TO DO: For each entry below, write an exact copy and leave out the images.

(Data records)

== Segment start ==

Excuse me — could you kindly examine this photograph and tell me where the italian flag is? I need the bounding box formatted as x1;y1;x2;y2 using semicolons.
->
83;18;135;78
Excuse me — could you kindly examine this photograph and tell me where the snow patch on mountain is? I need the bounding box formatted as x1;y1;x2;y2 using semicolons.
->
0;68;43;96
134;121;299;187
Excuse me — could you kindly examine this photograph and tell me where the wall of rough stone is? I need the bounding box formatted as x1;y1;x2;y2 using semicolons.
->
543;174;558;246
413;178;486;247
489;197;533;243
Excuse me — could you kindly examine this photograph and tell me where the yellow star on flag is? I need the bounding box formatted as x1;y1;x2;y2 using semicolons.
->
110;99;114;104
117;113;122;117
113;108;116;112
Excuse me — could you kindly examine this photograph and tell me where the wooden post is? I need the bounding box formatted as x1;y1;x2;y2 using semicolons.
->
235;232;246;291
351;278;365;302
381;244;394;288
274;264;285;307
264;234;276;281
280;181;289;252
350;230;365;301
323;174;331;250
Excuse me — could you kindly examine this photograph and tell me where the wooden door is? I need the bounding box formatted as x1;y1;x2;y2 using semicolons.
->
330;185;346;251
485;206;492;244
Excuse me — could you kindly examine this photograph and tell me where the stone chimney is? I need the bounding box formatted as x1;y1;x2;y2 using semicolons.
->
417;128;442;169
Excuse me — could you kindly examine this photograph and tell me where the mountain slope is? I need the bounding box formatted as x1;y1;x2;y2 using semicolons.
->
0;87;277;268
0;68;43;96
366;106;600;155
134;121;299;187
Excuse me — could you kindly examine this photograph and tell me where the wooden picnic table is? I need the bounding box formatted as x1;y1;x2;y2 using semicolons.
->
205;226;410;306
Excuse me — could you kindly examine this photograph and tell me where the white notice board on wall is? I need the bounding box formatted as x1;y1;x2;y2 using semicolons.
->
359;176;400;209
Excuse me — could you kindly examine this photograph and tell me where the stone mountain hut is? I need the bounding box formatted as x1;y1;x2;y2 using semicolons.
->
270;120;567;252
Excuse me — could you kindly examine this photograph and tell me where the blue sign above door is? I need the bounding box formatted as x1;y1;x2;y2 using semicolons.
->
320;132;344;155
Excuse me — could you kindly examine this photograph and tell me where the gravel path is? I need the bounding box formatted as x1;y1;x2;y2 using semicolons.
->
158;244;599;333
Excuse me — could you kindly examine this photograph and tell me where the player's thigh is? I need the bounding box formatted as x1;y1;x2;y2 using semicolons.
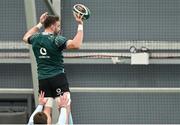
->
39;78;53;97
49;73;70;97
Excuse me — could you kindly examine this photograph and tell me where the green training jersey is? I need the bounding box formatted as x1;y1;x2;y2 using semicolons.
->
28;32;68;80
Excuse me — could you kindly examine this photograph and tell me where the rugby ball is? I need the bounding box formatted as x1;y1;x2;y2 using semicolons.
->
72;4;90;20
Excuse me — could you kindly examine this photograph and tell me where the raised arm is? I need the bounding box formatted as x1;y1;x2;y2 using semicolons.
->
66;13;84;49
56;94;70;125
27;91;47;125
23;12;48;43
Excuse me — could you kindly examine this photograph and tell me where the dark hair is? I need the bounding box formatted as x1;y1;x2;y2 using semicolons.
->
44;15;59;28
33;112;47;124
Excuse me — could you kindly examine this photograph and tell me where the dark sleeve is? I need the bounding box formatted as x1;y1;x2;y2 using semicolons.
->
54;36;68;51
27;34;38;44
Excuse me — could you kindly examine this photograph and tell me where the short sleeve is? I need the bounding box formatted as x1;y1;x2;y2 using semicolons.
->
54;36;68;50
28;33;39;44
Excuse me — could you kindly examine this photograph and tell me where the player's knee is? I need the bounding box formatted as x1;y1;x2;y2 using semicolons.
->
55;96;60;107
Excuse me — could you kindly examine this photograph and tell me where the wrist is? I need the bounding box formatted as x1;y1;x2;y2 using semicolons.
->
78;21;83;25
78;24;83;31
36;22;43;29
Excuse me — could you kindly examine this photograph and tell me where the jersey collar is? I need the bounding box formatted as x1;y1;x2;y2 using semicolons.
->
42;32;54;35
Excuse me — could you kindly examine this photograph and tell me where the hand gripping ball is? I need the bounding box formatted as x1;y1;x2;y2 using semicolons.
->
72;4;90;20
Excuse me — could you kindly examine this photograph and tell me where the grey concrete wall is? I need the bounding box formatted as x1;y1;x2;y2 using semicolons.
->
62;0;180;41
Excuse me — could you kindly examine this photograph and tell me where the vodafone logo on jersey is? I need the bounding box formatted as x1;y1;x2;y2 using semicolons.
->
39;47;50;58
40;47;47;55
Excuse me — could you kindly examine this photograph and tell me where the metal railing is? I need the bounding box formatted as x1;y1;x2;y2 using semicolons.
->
0;87;180;94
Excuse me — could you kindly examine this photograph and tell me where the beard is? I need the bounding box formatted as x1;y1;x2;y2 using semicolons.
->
54;29;61;36
54;31;60;36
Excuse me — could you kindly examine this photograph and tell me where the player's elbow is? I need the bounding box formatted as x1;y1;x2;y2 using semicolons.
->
22;35;29;43
73;44;81;49
70;44;81;49
66;40;81;49
72;40;82;49
22;37;27;43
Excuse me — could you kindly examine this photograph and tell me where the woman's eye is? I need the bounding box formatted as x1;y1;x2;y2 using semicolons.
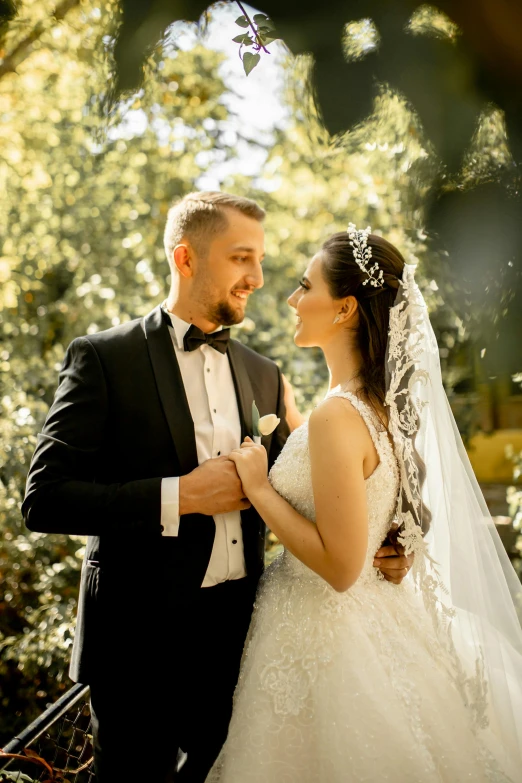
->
298;280;308;290
234;256;248;262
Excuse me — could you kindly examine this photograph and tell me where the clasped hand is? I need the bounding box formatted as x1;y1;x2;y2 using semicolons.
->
228;438;413;585
228;436;269;498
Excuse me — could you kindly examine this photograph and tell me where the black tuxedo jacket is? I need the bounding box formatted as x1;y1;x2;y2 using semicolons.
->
22;305;290;683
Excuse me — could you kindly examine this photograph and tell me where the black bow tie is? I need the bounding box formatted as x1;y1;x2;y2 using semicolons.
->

== Segment end ==

ANSWER TO THIS EXERCISE:
Excuse me — could you kindly examine this photograph and tell me where the italian flag is? I need the bounding box formatted as x1;y1;x2;y2 using semicolons.
->
83;18;135;78
Excuse me — could you kindly examine this photograph and tell me where the snow patch on mountain is? I need the bounding box formatted as x1;y1;x2;y2 using semicolons.
->
0;68;43;96
134;121;299;187
Excuse me — could you kindly examine this photograph and tell me where the wall of rough stone is? I need the bounding box formatted as x1;y1;x2;y2 using semicolons.
->
543;174;558;246
413;178;486;247
489;197;533;243
Excuse me — could you kindly examine this photograph and tell me where the yellow star on flag is? I need the bounding box formatted as x1;y1;x2;y2 using semicolons.
->
110;99;114;104
117;113;122;117
113;108;116;112
Excuse me — could you kindly examine this photograph and tell me where the wooden post is? I need the bounding box formatted as x1;y1;x2;y2 using semicolons.
->
235;232;246;291
351;278;365;302
381;244;394;288
274;264;285;307
264;234;276;281
280;181;289;252
350;230;365;301
323;174;331;250
Excuse me — could you kindly examine this photograph and tell me where the wooden door is? I need the bounding box formatted as x1;y1;x2;y2 using semicolons.
->
330;185;346;251
485;206;492;244
Excuse me — could you kindly examine this photograph and tell me where the stone chimney is? I need the bounding box formatted as x1;y1;x2;y2 using semicolons.
->
417;128;442;169
Excuse me — could you kindly examine this photograph and tell me where the mountain slope is? I need the bounding box formatted as x1;y1;x2;y2 using semicolons.
->
0;87;277;268
0;68;43;96
366;106;600;155
134;121;299;187
Excuse me — could you kindly examine this photograph and tell me where the wooden picnic table is? I need the bounding box formatted as x1;y1;x2;y2 using semicolons.
->
205;226;410;306
Excuse me — could you kindly examine this photograph and tell me where the white notice board on wall is? I need the bounding box formatted as x1;y1;x2;y2 using semicolons.
->
359;176;400;209
Excuse me — could you kindly examine this photograph and tell me where the stone mountain hut is? I need the bounding box formatted as x1;y1;x2;y2 using semicolons.
->
270;120;567;252
Excuse me — could you kindly examine this photograph and tell me where the blue sign above door is? I need the bounding box formatted as x1;y1;x2;y2 using semicolons.
->
320;132;344;155
Excuse me — could you kindly examine this photograph and tell me where the gravel path is? I need the bounding box formatted as x1;y1;x2;y2 using semicolons.
->
158;244;599;333
Excuse me — could you kindly examine this photograph and tell me where the player's thigh is? I need the bounding box formatted as x1;y1;x2;y2 using semicolons.
->
39;78;53;97
49;73;70;97
Excuse me — could you kindly examine this photograph and tell me where the green training jersey is? I need the bounding box formatted as x1;y1;x2;y2 using semicolons.
->
28;32;68;80
Excuse me — could you kindly examine this photograph and tell me where the rugby ball is? I need the bounding box formatted as x1;y1;x2;y2 using semicolons.
->
72;4;90;20
Excuse me — could you kindly examine this photograph and tell me where the raised arm is? I need the bounding box formatted as x1;y1;x2;y2 using semicolons.
->
66;13;84;49
56;94;70;125
27;91;47;125
23;12;48;43
Excuse me — could you kindly examine this photograph and tell me where the dark hair is? I need the bounding box formatted as x1;y1;x2;y2 using semicolons.
->
44;15;59;28
33;112;47;124
Excuse me — could you kindly examine this photograph and tell me where the dark sleeve is? I need the bounding box formatted as x1;y1;x2;y2 using semicolons.
->
54;36;68;51
27;34;38;44
Excuse me — could you kindly examine this photograph and tell me where the short sleeve is? I need the bounding box formatted as x1;y1;x2;y2 using semicolons.
->
54;36;68;50
28;33;39;44
Excuse me — could you kindly examine this photograph and tell me where the player's knee is? I need the bounding box formatted as x1;y1;x2;y2 using semicolons.
->
55;96;60;107
Excuse me — could you kindly examine this photograph and tell me where the wrist is? I need the bounding box formatted as x1;y1;x2;y2 using semicolons.
->
78;21;83;25
78;24;83;31
36;22;43;29
Excuse me — could you kindly examine this photograph and tell me where the jersey collar is? I need the bounding box formatted as x1;y1;x2;y2 using semicolons.
->
42;32;54;35
Excuse me — could you kindly examine this photograph and tell me where the hand gripping ball is? I need the bounding box formatted as x1;y1;x2;y2 using semicolons.
->
72;4;90;20
Excuse me — could you kindly examine this photograph and tell me where the grey concrete wall is? I need the bounding box formatted as x1;y1;x2;y2 using semicolons.
->
62;0;180;41
Excuse me — could you kindly examine this photograph and tell me where the vodafone logo on jersey is? I need the bounding box formatted as x1;y1;x2;y2 using semicolons.
->
39;47;50;58
40;47;47;55
Excuse me — could you kindly examine this photograph and tell me where the metal railing is? I need the bounding box formatted as x1;y1;x2;y2 using semicolons.
->
0;87;180;94
Excuse me — could you kindly examine this photograph and tell me where the beard is? I need the bounding box formatted as x1;y1;x2;y2 using semicolons.
->
54;29;61;36
54;31;60;36
Excuse me — could you kindly examine this photograph and tell me where the player's elbow is? I need the bounding box formatted as x1;y1;x2;y2 using semicolons.
->
22;35;29;43
73;44;81;49
70;44;81;49
66;40;81;49
72;40;82;49
22;37;27;43
Excuse me — could you kindly examine this photograph and tell me where the woman's eye is? I need the bounding box formatted as x1;y1;x2;y2 using semicolons.
->
298;280;308;290
234;256;248;262
Excuse me — could you kindly examine this photograph and tell me where the clasped hand is? I need the bounding box formatted as x1;y1;x2;y2 using semicolons.
->
228;438;413;585
228;436;269;498
Excuse me — could you kindly examine this photograph and tell me where the black tuxedo jacket is? I need the bounding box formatted as x1;y1;x2;y2 using semicolons.
->
22;305;290;683
Excuse me — could you kindly examine this photograph and tell me where the black bow tie is? I need the bounding box formatted as x1;y1;x2;y2 using semicolons.
->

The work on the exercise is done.